It follows that the parallel trends assumption would be violated if there were time-varying (un)observable confounders - variables that change over time and are correlated with both the treatment (compulsory voting) and the outcome (turnout, Labor vote share, Labor seat share). Parallel trends would, for instance, fail if the share of under-21-year olds was changing differentially between control and treated states over time. In this scenario, higher turnout in a treated state might not solely be due to the adoption of compulsory voting, but also due to the slower increasing share of younger people in the treated state, assuming that younger people are less likely to comply with compulsory voting. Similar confounding stories can be formulated for all of the six confounders Fowler analyses in table 3.
In table 3, Fowler seeks to show that these six time-varying observable confounders do not pose a threat to identification. As noted above, he does this by running placebo regressions, where the outcome is a time-varying confounder of interest. These are placebo regressions in the sense that we do not expect the effect of compulsory voting on these six demographic outcome variables to be statistically significant. Indeed, Fowler's table 3 (here table 2) shows that this is the case. The conclusion is that the parallel trends assumption is not violated by virtue of differential changes in these six demographic variables. It is in this sense that table 3 adds plausibility to the parallel trends assumption.
In table 2 (here table 1), the regressions in columns 2, 4, and 6 are designed to relax the parallel trends assumption. That is, by including linear state-specific time trends Fowler allows the changes in the dependent variable of interest to differ between control and treated states, as long as the differential change over time is linear. The estimates are robust to the inclusion of these state-specific linear time trends. Since these trends account for linearly changing time-varying confounders, the robustness checks in columns 2, 4, and 6 of table 1 imply that only non-linearly time-varying (un)observable confounders violate the parallel trends assumption.
In my view, the parallel trends assumption is plausible in Fowler's context for two reasons. First, table 3 shows that a range of plausible observable time-varying demographic variables do not, in fact, confound the relationship between the adoption of compulsory voting and turnout, Labor vote and seat shares. Secondly, by demonstrating the robustness to the inclusion of state-specific linear time trends in table 2, Fowler forces anyone who is sceptical of the parallel trends assumption to come up with a convincing theoretical reason as to why a certain unobservable variable is not only a time-varying confounder - but a confounder that only leads to non-linear changes in the dependent variable over time. To me, it seems unlikely that such a case could be convincingly made since there are rarely good theoretical reasons as to why some confounder gives rise to *solely* non-linear changes over time in the dependent variable.
## Addendum: Some general lessons
The identification assumptions of the linear FE model are:
+ $E(u_{it}\vert A_{i}, X_{it}, t, D_{it})=0$, where $A_{i}$ denotes time-invariant, individual unobserved heterogeneity, $X_{it}$ denotes the vector of time-varying controls, $t$ denotes the time trends and $D_{it}$ is the regressor of interest. This assumption says that any time-varying unobservables are uncorrelated with the regressor of interest, conditional on the time-invariant individual unobserved heterogeneity, the time-varying vector of controls and the time trend.
+ The preceding assumption implies the following: $E(Y^{0}\_{it}\vert A_{i}, X_{it}, t, D_{it})=E(Y^{0}\_{it}\vert A_{i}, X_{it}, t)$. That is, the potential outcome of not receiving treatment for individual $i$ at time $t$, conditional on unobserved, time-invariant heterogeneity, the time trend, time-varying controls and the regressor of interest, is identical to the potential outcome of not receiving treatment, conditional on all above variables, save for the regressor of interest. This means that we assume: $Y^{0}\_{it}\perp\kern-5pt\perp D\_{it}\vert A_{i}, X_{it}, t$.

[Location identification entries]
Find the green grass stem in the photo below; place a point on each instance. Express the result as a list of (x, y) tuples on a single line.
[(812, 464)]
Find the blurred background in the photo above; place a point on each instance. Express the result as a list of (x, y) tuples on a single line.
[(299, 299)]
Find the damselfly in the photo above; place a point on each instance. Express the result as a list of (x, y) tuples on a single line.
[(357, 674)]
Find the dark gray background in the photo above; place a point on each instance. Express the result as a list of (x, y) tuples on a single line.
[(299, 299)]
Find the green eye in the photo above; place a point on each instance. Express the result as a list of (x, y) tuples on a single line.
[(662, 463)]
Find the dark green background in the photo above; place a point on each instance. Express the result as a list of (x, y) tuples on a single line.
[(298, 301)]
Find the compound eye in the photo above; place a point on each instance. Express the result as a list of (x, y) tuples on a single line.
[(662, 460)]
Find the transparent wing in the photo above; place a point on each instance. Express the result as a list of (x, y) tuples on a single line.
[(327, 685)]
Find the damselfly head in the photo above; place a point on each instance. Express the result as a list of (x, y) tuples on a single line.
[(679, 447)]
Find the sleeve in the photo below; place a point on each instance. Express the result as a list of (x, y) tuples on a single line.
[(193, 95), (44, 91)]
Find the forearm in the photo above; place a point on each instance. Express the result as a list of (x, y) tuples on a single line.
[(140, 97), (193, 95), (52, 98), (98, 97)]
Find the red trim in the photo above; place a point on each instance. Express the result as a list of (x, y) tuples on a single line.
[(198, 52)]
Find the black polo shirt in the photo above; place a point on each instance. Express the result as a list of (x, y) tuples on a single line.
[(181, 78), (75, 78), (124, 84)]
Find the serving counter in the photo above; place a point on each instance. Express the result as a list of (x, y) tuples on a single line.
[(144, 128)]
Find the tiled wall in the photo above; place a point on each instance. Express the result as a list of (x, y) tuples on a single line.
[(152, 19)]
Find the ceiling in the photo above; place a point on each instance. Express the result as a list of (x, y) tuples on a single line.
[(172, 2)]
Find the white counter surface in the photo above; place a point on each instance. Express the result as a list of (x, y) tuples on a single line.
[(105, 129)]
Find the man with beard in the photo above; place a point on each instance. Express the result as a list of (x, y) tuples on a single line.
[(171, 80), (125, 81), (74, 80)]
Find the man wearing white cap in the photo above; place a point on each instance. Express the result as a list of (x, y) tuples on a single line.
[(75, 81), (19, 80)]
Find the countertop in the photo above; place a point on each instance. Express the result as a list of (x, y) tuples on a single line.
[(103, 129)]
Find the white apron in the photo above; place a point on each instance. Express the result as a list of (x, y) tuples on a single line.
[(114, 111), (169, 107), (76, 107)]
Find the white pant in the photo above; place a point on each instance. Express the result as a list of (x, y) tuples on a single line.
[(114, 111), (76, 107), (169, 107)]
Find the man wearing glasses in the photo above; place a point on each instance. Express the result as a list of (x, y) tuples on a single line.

WORK INSTRUCTIONS:
A. In the passage on Fowler's compulsory voting study, which outcome variables are named?
B. For each statement below, decide whether it agrees with the passage on Fowler's compulsory voting study. Answer yes or no and quote the deciding words.
(i) Fowler runs placebo regressions whose outcome is a time-varying confounder.
(ii) The estimates change substantially once state-specific linear time trends are included.
(iii) The author judges the parallel trends assumption implausible in Fowler's context.
C. Resume the passage on Fowler's compulsory voting study after its final sentence.

EXPECTED RESPONSES:
A. Turnout, Labor vote share, and Labor seat share.

B.
(i) Yes: "he does this by running placebo regressions, where the outcome is a time-varying confounder of interest"
(ii) No: "The estimates are robust to the inclusion of these state-specific linear time trends."
(iii) No: "In my view, the parallel trends assumption is plausible in Fowler's context for two reasons."

C.
+ The causal effect is additive (linear) and constant across individuals.
+ Full rank is necessary. Otherwise, FE estimator is not defined. Intuitively, this implies that there must be variation over time in the regressors of interest.
+ Dynamic treatment effects are difficult to identify. The bias identified by @nickell1981biases is rife in these models.
Some incredibly helpful practical pieces of advice are contained in the paper by @mummolo2018improving:
+ "Fixed effects estimators are frequently used to limit selection bias. For example, it is well known that with panel data, fixed effects models eliminate time-invariant confounding, estimating an independent variable’s effect using only within-unit variation. [...] social scientists often fail to acknowledge the large reduction in variation imposed by fixed effects. This article discusses two important implications of this omission: imprecision in descriptions of the variation being studied and the use of implausible counterfactuals—discussions of the effect of shifts in an independent variable that are rarely or never observed within units—to characterize substantive effects."
+ "Identifying which units actually vary over time (in the case of unit fixed effects) is also crucial for gauging the generalizability of results, since units without variation provide no information during oneway unit-fixed effects estimation [@plumper2007efficient]. In addition, because the within-unit variation is always smaller (or at least, no larger) than the overall variation in the independent variable, researchers should use within-unit variation to motivate counterfactuals when discussing the substantive impact of a treatment."
+ "Isolate relevant variation in the treatment: Residualize the key independent variable with respect to the fixed effects being employed [@lovell1963seasonal]. That is, regress the treatment on the dummy variables which comprise the fixed effects and store the resulting vector of residuals. This vector represents the variation in X that is used to estimate the coefficient of interest in the fixed effects model."
+ "Identify a plausible counterfactual shift in X given the data: Generate a histogram of the within-unit ranges of the treatment to get a sense of the relevant shifts in X that occur in the data. Compute the standard deviation of the transformed (residualized) independent variable, which can be thought of as a typical shift in the portion of the independent variable that is being used during the fixed effects estimation. Multiply the estimated coefficient of interest by the revised standard deviation of the independent variable to assess substantive importance."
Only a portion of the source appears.